• _OBJECTIVE_: Can you rewrite the paragraph of the forum thread that begins "What I would like to do" as a short bulleted list that keeps its main facts?

• _GIVEN PASSAGE_:
>> Start

Parsing text files using pentaho

Question

I have a large number of text files that I need to load into a database. Instead of being in the more usual csv format they are structured like this:

TY  - JOUR
T1  - On the Structure and Life-History of Entyloma ranunculi (Bonorden)
JF  - Philosophical Transactions of the Royal Society of London. B (1887-1895)
VL  - 178
SP  - 173
EP  - 185
PY  - 1887/01/01/
UR  - http://dx.doi.org/10.1098/rstb.1887.0008
M3  - doi:10.1098/rstb.1887.0008
AU  - Ward, H.
ER  -

Where each line is a different field, field name denoted by the leading characters .

What I would like to do is load each of the lines into a corresponding field in the record. I would like to do this via pentaho, anyone got any idea how to accomplish this. The text input step is set up for csv input.

shawty · Accepted Answer

That text sample looks awfully familiar.....

scurries off to check something

If that text sample is what I think it is "A royal scientific society journal description file" then your not going to be able to write a pentaho script to parse these things.

I've been there, tried it and it was painful, very painful.

Why?

Well a number of things.

First off, the file formats are NOT strictly checked, so you WILL FIND some files that don't have the 2 character ID followed by 2 spaces a dash 1 space and data format lines in them.

You'll also find some files that have unparsed LATEX commands in them and / or unprocessed variable substitutions.

In short the files (at least the ones I looked at last time I did anything with these) where in a horrible state.

The other main issue you will have is missing lines.

Every descriptor is supposed to have 11 primary tags as follows:

TY
T1
JF
VL
SP
EP
PY
UR
M3
AU
ER

which from memory are:

TY - Title
T1 - Description
JF - ???
VL - Volume number
SP - Start page
EP - End page
PY - Published Year
UR - Url
M3 - ???
AU - Author name
ER - ???

Frequently you'll find that not all these lines are present, but to make the columns line up in a CSV you still need to add blank entries.

Also beware of the AU field, it can and very often does contain multiple entries to a file, so you'll often get:

TY  - ....

>> End

• _PROVIDED DATA_:
>> Start

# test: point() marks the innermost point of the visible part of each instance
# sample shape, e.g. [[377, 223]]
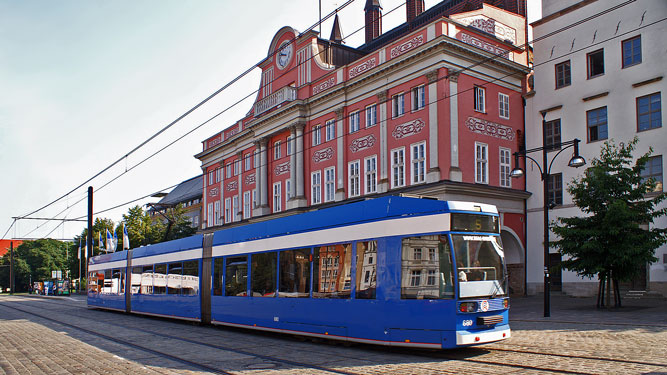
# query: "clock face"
[[284, 54]]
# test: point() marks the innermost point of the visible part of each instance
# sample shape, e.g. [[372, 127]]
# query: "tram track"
[[461, 355]]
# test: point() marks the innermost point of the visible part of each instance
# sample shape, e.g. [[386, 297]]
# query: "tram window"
[[332, 267], [217, 276], [366, 269], [135, 280], [236, 276], [160, 279], [426, 278], [263, 276], [174, 278], [190, 283], [146, 280], [295, 273]]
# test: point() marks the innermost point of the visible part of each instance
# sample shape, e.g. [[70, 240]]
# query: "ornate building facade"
[[433, 107]]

>> End

• _OUTPUT OF THE EXERCISE_:
- Goal: load each line of the files into the matching field of a record.
- Tool: Pentaho, with a request for ideas on how to do it.
- Obstacle: the text input step is set up for CSV input.